### TASK DATA

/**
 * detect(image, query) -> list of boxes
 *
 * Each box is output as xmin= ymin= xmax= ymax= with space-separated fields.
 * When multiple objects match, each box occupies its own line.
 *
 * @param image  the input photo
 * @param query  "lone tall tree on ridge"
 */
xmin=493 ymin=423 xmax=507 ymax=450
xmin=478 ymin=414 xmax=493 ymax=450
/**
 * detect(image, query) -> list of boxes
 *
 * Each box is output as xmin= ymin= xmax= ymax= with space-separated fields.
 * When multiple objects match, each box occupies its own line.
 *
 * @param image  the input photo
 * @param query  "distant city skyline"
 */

######

Switch "occupies" to "takes up" in every item above, and reproduce the lines with nothing else altered.

/**
 * detect(image, query) -> list of boxes
 *
 * Each box is output as xmin= ymin= xmax= ymax= with space-separated fields.
 * When multiple objects match, each box takes up its own line.
 *
 * @param image  the input photo
 * @param query  "lone tall tree on ridge"
 */
xmin=493 ymin=423 xmax=507 ymax=450
xmin=478 ymin=414 xmax=493 ymax=450
/**
 * detect(image, query) -> list of boxes
 *
 * Each box is output as xmin= ymin= xmax= ymax= with space-separated fields.
 * When multiple objects match, each box takes up its own line.
 *
 * @param image  the input photo
 * @param query  "distant city skyline"
 */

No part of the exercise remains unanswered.